▶ [PAGE EXCERPT]
# Customers with no life



## head_ed (Dec 10, 2002)

Why is it that I am still sati in work at 6.07pm on a Friday night & have just had to cancel a night out with friends?

It is because some shit for brains customer who obviously has no life has just called to say that he is held up in a meeting and _should_ be with me in an hour or so.

The twunt was supposed to come at 9am this morning then moved the meeting till 5pm. Now it looks like he won't be here till 7 at the earliest & I know he will waffle on and on for hours. If it wasn't such an important account he could go fuck himself.

Enjoy your weekend all :x


----------



## Guest (Mar 24, 2006)

You sound angry. Dont make him a coffee when he turns up. 8)


----------



## YELLOW_TT (Feb 25, 2004)

I feel for you but dont worry I will have a beer or 2 for you  may be even a pie :wink:


----------



## Widget (May 7, 2002)

head_ed said:


> Why is it that I am still sati in work at 6.07pm on a Friday night & have just had to cancel a night out with friends?
> 
> It is because some shit for brains customer who obviously has no life has just called to say that he is held up in a meeting and _should_ be with me in an hour or so.
> 
> ...


Leave and risk losing the account, or stay and wind your neck in.

Whinge, whinge, whinge :wink:


----------



## saint (Dec 6, 2002)

^ exactly - he obviously means more to you than an easy target for a flame!


----------



## Johnwx (Oct 31, 2004)

just sit and count the money you will be charging for the out of hours work......... :wink:


----------



## P1ssed (Sep 14, 2005)

> feel for you but dont worry I will have a beer or 2 for you may be even a pie


Mmmm a pint of Camerons and a Morrels pork pie... now that brings back memories


----------



## Private Prozac (Jul 7, 2003)

I'm sure your anger over staying late will be superceded by the joy you get from licking his arse when he arrives!!! :wink:


----------



## YELLOW_TT (Feb 25, 2004)

P1ssed said:


> > feel for you but dont worry I will have a beer or 2 for you may be even a pie
> 
> 
> Mmmm a pint of Camerons and a Morrels pork pie... now that brings back memories


Morrels the pie of the gods


----------



## DGW131 (Feb 20, 2005)

He might be coming to tell you that............... he doesn't want you any more :lol: :wink:


----------



## head_ed (Dec 10, 2002)

*all in best BB Geordie accent*

18.51 in head_ed's office:

head_ed is banging his head against his desk as his customer has changed his mind _yet again_ and he has lost his Saturday night too..

:evil: :evil: :evil:


----------



## Private Prozac (Jul 7, 2003)

Don't take this personally mate but wtf are you doing there again! Surely his arse can't need that much of a licking!!!!!


----------



## head_ed (Dec 10, 2002)

It is a huge project that is getting launched worldwide at 11am Monday morning. The MD keeps making little changes to the programme that need rerendering every time.

Like I say, if it wasn't so important I would have told him to go forth and multiply..

▶ [INSTRUCTION 1] Copy out every line of the listing below that contains the string "brown". Case counts.

▶ [TASK INPUT]
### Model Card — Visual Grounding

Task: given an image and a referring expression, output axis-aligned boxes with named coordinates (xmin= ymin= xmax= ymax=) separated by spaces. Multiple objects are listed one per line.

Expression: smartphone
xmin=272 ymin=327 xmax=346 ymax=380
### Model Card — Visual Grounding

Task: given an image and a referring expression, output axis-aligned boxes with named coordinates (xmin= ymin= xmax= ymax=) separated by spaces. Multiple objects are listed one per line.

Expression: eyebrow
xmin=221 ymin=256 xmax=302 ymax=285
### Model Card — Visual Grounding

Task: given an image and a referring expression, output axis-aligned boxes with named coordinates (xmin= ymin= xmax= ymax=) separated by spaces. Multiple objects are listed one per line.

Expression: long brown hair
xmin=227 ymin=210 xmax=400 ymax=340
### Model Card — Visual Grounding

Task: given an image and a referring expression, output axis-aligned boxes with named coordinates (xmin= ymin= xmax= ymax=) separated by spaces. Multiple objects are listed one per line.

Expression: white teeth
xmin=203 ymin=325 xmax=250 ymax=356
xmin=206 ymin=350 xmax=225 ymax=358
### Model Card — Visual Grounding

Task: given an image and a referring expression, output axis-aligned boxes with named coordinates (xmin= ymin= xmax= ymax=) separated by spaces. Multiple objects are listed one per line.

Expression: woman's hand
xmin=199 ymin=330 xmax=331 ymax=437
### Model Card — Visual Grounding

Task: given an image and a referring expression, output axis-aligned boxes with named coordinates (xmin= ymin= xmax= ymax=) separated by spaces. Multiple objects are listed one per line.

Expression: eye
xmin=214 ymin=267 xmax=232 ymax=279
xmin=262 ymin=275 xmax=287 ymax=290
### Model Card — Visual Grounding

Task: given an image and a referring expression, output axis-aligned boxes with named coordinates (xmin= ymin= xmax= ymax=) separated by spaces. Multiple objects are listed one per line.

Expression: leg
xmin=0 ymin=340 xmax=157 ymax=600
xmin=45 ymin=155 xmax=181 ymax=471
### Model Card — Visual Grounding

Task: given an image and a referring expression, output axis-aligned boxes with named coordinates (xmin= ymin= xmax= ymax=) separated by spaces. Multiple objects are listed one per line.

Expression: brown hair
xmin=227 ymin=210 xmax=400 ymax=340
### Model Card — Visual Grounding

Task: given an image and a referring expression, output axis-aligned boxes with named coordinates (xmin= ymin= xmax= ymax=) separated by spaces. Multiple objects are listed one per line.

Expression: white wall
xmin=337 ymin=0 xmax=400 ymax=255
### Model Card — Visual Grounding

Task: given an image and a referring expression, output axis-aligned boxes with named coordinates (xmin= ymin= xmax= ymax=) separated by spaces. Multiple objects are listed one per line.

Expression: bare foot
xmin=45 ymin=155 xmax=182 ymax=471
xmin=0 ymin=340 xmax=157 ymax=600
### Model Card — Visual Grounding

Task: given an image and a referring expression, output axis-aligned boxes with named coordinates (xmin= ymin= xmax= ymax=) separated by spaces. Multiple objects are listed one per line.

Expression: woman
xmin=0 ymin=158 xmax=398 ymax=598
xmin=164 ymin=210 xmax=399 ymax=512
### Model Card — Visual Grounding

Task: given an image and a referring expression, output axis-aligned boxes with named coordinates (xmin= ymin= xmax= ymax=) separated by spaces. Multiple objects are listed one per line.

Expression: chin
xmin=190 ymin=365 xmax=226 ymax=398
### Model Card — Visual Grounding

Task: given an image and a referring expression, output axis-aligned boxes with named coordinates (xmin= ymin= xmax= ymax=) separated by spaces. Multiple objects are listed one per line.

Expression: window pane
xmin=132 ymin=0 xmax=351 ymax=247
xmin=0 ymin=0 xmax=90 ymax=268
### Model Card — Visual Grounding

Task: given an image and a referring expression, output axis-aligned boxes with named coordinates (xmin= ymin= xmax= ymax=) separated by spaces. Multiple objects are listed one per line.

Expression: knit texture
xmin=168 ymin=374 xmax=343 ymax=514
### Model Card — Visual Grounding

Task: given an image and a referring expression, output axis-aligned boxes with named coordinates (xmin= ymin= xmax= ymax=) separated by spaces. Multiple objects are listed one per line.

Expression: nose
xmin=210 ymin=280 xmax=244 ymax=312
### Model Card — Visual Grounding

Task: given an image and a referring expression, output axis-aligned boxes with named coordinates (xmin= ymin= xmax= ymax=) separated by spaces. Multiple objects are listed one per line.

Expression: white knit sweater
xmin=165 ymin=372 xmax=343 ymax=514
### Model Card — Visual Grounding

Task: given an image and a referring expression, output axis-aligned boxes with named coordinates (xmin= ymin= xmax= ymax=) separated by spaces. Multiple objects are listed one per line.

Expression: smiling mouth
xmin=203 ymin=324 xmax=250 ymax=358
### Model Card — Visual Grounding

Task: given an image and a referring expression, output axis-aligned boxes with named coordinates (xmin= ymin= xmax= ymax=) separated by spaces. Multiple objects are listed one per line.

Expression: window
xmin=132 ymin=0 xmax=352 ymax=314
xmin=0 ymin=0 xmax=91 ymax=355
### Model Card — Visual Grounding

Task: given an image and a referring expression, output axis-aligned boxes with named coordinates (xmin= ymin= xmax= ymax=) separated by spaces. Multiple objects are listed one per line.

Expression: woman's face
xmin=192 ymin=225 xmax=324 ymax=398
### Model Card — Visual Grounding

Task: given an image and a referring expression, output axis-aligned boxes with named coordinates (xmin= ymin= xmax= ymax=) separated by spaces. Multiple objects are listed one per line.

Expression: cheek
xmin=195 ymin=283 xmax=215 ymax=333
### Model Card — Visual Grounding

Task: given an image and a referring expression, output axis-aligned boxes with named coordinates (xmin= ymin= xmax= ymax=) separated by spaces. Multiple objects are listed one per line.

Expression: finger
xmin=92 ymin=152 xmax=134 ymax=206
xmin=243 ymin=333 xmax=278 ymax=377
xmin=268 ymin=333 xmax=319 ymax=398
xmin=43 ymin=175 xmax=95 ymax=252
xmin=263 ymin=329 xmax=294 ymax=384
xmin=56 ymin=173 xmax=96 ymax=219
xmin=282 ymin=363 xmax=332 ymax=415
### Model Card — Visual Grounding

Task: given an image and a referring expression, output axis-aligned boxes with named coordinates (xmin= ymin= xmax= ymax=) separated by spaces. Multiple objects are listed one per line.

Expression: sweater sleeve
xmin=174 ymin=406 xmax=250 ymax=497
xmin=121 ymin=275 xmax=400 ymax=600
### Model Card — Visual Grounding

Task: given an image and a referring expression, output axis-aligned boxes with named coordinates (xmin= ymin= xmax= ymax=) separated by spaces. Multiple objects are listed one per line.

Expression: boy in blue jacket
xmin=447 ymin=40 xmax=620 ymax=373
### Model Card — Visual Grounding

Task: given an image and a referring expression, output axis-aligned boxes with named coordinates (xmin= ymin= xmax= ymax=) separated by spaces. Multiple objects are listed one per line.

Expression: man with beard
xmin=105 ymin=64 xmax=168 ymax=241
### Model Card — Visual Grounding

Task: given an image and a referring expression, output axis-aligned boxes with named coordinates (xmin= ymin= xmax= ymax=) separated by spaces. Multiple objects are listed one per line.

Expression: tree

▶ [INSTRUCTION 2] Summarize the forum thread above in three sentences.

▶ [RESPONSE 1]
Expression: long brown hair
Expression: brown hair

▶ [RESPONSE 2] On a Friday evening, head_ed complains that he has had to cancel a night out because a customer on an important account moved a 9am meeting to 5pm and then said he would arrive even later. Other posters reply with jokes and advice, such as not making the customer a coffee, choosing between leaving and risking the account or staying, and counting the money from the out-of-hours work. head_ed later reports that the customer has changed his mind yet again, costing him his Saturday night too, and explains that the project launches worldwide at 11am Monday and the MD keeps making changes that need rerendering.